Data records ::

Segment Open

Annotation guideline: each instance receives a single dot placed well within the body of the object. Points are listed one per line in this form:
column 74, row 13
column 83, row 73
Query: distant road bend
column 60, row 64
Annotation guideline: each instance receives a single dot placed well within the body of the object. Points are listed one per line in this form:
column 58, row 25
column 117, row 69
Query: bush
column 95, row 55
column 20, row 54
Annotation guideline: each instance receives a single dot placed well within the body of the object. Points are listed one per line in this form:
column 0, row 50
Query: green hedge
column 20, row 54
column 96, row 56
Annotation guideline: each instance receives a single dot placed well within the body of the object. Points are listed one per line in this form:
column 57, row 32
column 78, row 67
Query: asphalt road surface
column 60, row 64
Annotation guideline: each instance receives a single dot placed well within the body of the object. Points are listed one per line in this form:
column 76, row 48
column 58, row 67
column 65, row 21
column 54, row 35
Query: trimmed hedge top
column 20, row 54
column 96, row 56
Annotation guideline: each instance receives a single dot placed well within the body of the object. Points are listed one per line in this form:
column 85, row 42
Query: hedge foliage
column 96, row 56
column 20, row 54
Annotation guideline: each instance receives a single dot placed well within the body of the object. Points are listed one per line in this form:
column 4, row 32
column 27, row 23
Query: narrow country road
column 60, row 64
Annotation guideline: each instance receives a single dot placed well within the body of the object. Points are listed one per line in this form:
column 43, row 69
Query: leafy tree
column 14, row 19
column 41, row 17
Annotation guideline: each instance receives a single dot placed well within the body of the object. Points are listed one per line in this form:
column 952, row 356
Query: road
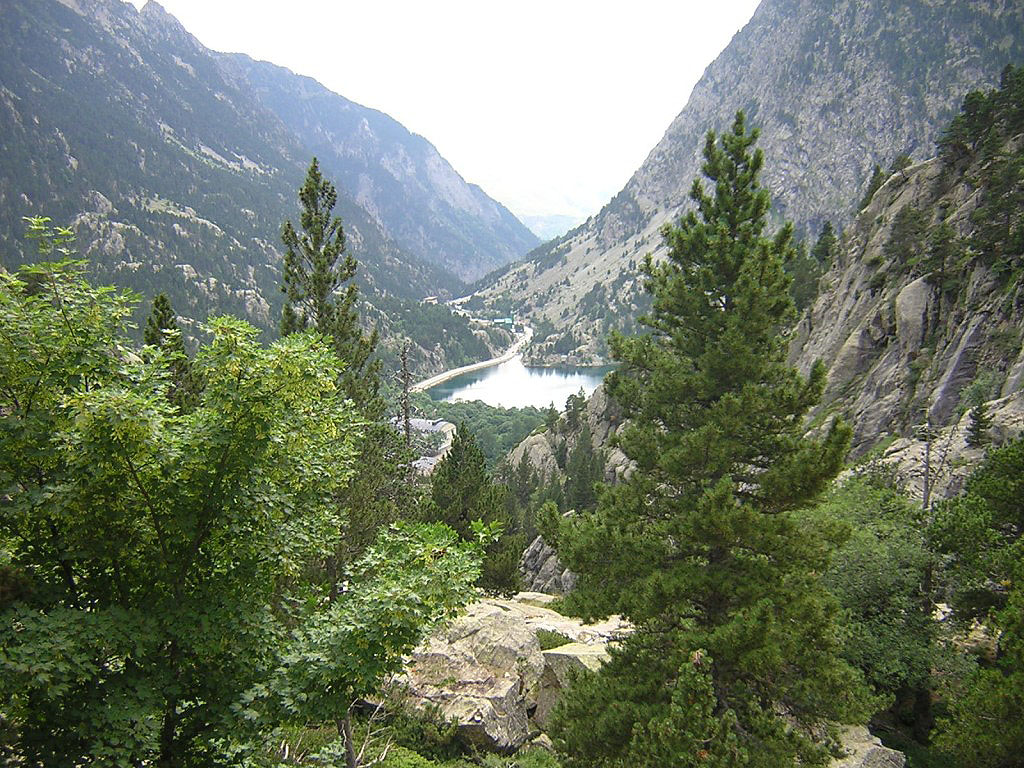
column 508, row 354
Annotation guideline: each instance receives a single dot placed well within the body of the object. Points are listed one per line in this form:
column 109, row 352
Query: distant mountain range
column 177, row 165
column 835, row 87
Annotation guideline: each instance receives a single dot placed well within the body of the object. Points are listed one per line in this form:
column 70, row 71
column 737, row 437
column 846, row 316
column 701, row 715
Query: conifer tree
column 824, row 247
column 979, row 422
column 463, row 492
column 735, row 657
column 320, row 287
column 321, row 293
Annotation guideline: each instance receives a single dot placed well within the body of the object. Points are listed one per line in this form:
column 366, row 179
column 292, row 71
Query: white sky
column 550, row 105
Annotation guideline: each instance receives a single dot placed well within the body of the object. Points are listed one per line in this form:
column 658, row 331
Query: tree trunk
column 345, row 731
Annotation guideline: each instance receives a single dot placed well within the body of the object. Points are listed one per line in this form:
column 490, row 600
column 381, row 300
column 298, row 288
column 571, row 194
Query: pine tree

Segment Closed
Segment Open

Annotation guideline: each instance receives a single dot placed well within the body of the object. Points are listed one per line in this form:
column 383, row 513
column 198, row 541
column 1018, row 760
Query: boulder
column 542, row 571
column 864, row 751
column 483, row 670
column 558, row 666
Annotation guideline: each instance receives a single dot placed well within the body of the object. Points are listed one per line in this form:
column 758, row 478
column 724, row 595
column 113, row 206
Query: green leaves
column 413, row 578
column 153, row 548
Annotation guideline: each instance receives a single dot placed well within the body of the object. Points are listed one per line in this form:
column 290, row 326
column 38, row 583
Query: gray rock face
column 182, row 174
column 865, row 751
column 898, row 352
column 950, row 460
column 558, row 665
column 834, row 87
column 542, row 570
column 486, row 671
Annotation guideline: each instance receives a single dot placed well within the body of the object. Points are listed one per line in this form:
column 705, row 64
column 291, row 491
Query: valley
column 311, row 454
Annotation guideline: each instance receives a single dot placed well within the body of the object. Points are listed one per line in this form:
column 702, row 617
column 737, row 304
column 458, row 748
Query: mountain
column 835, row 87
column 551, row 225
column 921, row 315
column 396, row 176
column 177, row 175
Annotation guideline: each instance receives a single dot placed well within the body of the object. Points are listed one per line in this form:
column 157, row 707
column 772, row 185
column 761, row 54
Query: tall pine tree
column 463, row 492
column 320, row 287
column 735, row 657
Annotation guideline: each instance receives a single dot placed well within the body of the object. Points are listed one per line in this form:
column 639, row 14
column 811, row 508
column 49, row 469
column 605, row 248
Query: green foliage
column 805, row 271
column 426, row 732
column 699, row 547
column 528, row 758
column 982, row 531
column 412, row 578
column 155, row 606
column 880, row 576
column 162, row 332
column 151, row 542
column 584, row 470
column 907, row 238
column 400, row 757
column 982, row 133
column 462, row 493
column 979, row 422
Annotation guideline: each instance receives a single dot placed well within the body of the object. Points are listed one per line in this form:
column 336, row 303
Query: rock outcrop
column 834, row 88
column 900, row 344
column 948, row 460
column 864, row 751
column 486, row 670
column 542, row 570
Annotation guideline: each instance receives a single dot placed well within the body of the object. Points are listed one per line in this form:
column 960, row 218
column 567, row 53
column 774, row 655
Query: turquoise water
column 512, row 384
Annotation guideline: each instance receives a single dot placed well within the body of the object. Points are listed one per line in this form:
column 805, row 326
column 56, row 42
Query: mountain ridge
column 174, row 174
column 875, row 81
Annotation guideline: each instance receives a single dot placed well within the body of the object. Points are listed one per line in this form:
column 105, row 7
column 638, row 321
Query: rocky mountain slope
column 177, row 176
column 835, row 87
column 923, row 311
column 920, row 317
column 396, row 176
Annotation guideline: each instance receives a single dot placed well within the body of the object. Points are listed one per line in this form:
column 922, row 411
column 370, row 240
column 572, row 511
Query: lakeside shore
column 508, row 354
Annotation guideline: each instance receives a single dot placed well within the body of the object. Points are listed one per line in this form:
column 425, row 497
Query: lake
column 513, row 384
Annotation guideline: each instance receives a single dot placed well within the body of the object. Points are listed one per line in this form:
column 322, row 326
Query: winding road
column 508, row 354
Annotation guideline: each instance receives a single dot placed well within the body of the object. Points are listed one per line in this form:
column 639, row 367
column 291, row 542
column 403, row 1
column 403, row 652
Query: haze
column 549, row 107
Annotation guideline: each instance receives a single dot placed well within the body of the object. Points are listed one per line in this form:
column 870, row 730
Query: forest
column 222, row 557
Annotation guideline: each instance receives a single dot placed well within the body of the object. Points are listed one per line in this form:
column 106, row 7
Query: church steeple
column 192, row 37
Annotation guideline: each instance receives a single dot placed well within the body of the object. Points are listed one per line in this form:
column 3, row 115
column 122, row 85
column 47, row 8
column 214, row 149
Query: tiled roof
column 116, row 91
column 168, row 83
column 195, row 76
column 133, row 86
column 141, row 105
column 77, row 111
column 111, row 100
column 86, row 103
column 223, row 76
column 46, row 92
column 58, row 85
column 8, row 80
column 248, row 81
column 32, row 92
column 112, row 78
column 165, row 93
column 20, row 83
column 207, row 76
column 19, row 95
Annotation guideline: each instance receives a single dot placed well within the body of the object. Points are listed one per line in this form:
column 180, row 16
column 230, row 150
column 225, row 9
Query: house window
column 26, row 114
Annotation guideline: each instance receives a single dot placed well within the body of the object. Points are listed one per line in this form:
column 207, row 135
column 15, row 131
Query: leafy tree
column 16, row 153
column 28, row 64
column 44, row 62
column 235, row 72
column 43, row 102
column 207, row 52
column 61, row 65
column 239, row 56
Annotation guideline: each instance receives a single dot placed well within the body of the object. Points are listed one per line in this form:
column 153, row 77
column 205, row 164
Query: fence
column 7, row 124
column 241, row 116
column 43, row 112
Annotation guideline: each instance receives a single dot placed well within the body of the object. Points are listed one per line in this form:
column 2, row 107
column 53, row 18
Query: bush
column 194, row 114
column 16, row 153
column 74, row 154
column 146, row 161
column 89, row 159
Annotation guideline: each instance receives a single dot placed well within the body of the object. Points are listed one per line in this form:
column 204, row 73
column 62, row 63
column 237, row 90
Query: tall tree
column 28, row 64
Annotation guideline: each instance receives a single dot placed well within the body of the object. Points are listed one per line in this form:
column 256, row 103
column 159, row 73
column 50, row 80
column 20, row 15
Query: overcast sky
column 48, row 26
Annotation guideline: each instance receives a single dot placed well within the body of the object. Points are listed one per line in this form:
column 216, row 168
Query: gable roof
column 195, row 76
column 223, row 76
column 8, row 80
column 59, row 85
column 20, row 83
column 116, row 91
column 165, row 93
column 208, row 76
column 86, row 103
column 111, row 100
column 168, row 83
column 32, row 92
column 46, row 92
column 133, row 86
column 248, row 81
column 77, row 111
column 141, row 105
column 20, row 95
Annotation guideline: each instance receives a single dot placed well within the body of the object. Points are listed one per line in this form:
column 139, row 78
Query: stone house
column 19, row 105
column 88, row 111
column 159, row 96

Segment Closed

Transcribe each line of the data above, unaltered, from the one where "column 638, row 321" appears to the one where "column 572, row 511" appears, inclusive of both.

Result of the exercise ::
column 638, row 321
Query: rocky mountain slope
column 177, row 176
column 835, row 87
column 923, row 311
column 920, row 317
column 396, row 176
Annotation guideline: each instance receives a single dot placed well within the body of the object. Points are listed one per line in this form:
column 922, row 411
column 370, row 240
column 572, row 511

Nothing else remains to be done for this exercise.